_SOURCE EXTRACT_
++++++++

The two study regions were Cranbrook, British Columbia (BC) and Dog River-Matawin Forest in Ontario (ON), Fig. 1. Both regions are roughly 1 Mha in size, mainly coniferous species with spatially explicit forest attributes (species, age, silvicultural intensity or site class) and associated merchantable yield tables. Table 1 contains information on the forest inventory, anthropogenic and natural disturbances, and baseline energy usage. Transportation distances from harvest cutblocks to communities were estimated from networks of paved roads and unpaved forestry roads. If more than one community was present, the cheapest route from cutblock to community was selected assuming travel costs on paved roads were half the cost of travel on all other road types [24]. Road networks were analyzed using ESRI Network Analyst (v 10.3.1) [25].

Fig. 1

Maps of study areas for managed public forests within Cranbrook, British Columbia (Timber Supply Area 05) and Dog River-Matawin, Ontario (Management Unit 177), and the locations of these Forest Management Units within Canada (inset)

Table 1 Study region characteristics, forest inventory information and baseline assumptions for Cranbrook (BC) and Dog River (ON)

Substitution impacts

Two substitution impacts were included: marginal substitution between solid wood products (sawnwood and panels) and emissions-intensive materials, and marginal substitution between bioenergy from harvest residues and fossil fuel based stationary combustion for power and heat. Displacement factors for solid wood products (DFp) (sawnwood and panels) were previously estimated for Canada assuming wood substituted for emissions-intensive products within a series of end-use products (e.g. single-family homes, furniture, etc.) and partitioning total avoided emissions into sawnwood and panels according to their share in total consumption. Displacement factors consider emissions associated with extraction, transportation of raw materials and manufacturing. Two sets of displacement factors were analyzed. The first set, based on a broad range of end-use products, was 0.54 and 0.45 tC emissions avoided per tC used for sawnwood and panels, respectively [26]. The second set of displacement factors assumed the wood products were used for building construction and substituted for steel and concrete, resulting in higher displacement factors of 2.1 tC/tC and 2.2 tC/tC for sawnwood and panels, respectively [6]. These displacement factors included the production stage (extraction, transportation of raw materials, and manufacturing) and quantified from the change in emissions (for a set of more-wood products versus less-wood products) divided by the marginal change in wood C. Avoided emissions were estimated for a basket of end-use products and were weighted by Canadian consumption statistics to reflect national wood uses [26].

++++++++

[Saved data entries]
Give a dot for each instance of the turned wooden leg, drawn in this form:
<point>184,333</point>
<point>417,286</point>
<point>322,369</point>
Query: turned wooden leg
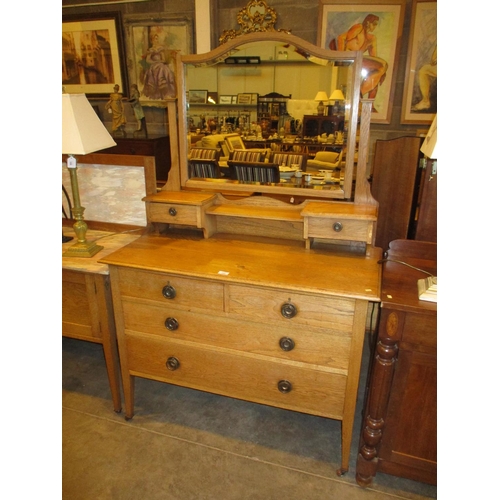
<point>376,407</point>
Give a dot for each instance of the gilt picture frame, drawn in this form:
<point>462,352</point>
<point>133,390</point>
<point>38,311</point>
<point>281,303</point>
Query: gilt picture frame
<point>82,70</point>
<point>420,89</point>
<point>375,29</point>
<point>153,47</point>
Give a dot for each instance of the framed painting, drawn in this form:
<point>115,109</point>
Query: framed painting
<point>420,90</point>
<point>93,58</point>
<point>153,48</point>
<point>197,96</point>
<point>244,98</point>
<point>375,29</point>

++++++++

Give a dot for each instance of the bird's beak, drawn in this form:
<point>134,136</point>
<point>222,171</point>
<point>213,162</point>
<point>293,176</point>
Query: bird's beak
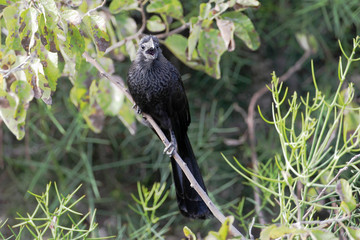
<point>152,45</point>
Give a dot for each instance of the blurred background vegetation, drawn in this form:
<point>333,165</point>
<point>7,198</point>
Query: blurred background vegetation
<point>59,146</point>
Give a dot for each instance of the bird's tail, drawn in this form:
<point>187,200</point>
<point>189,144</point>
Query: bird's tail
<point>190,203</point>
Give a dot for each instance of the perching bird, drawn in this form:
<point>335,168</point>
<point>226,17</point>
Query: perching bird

++++++++

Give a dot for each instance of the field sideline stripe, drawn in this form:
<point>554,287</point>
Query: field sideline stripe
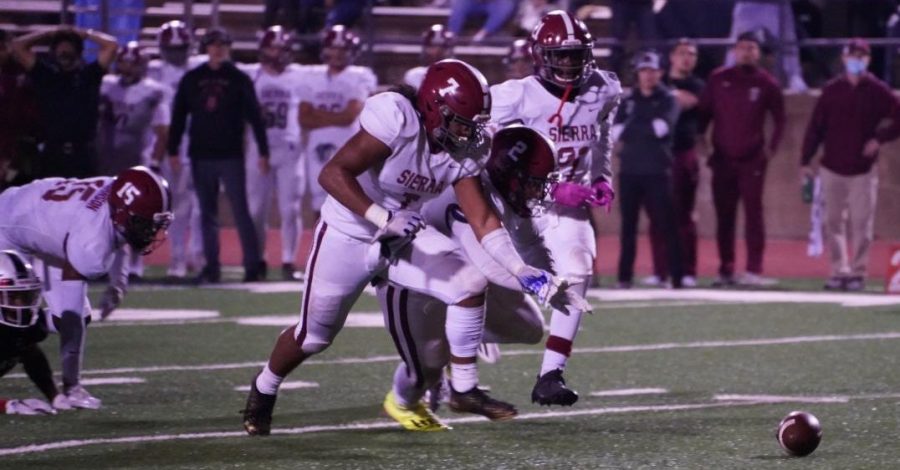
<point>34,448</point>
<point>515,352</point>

++++++++

_BRIEF_
In the forest study text, retype word for word the part that opens with the words containing "Maps of study" and closes with "within Canada (inset)".

_RESULT FOR THIS TASK_
Maps of study areas for managed public forests within Cranbrook, British Columbia (Timber Supply Area 05) and Dog River-Matawin, Ontario (Management Unit 177), and the locations of these Forest Management Units within Canada (inset)